↓↓↓
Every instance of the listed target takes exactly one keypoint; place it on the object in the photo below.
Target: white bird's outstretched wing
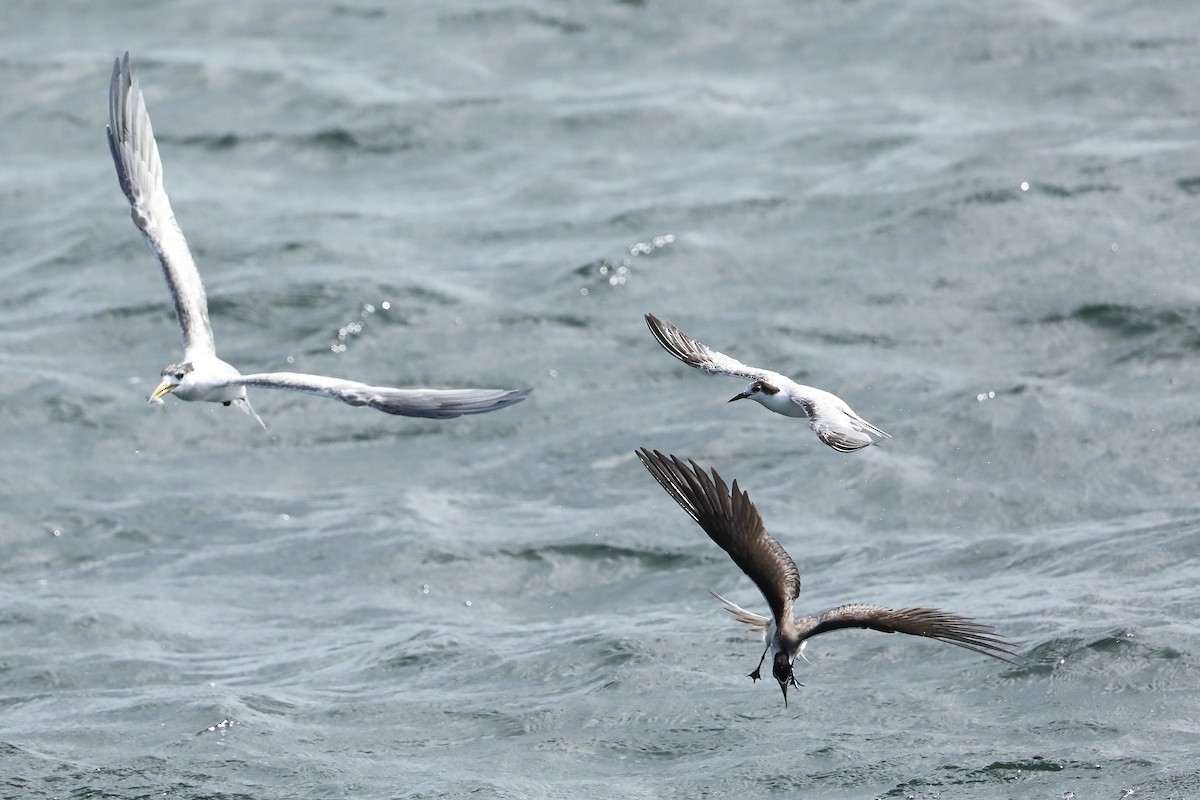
(837, 425)
(139, 172)
(700, 355)
(431, 403)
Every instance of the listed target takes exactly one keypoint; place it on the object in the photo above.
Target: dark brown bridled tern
(829, 416)
(730, 519)
(202, 376)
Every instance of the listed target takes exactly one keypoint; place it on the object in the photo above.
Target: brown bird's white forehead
(178, 370)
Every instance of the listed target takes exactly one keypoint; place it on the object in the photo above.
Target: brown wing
(931, 623)
(732, 522)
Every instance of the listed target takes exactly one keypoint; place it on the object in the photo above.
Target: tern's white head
(172, 377)
(762, 391)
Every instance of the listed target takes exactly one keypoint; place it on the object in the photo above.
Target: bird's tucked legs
(757, 671)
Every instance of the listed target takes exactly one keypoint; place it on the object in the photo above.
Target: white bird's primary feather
(829, 416)
(202, 376)
(139, 172)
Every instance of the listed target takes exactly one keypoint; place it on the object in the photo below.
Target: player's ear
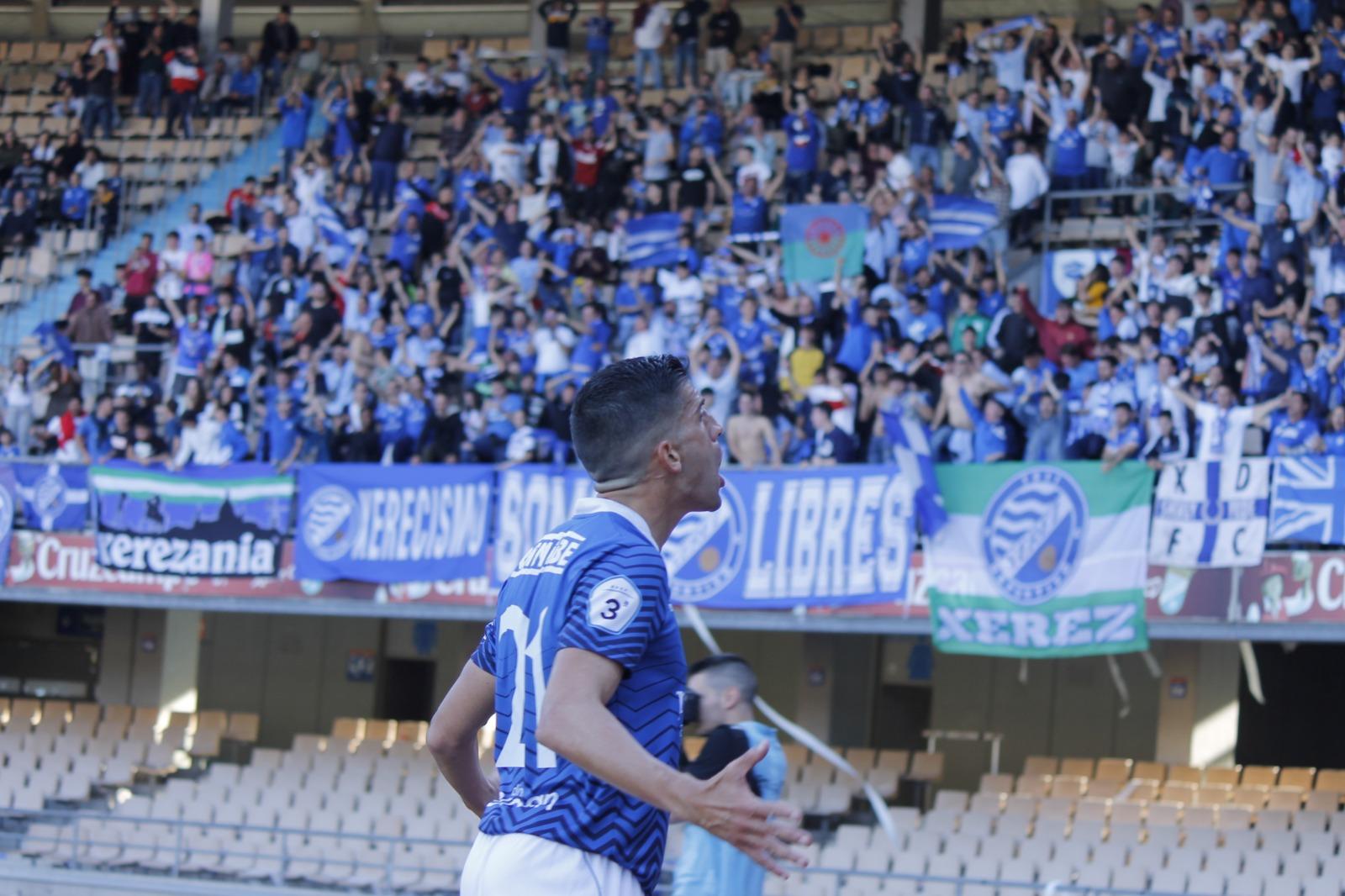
↑↑↑
* Problem details *
Tally the lines in the items above that contain the string "tern", counting case, and give only the number.

* Response *
2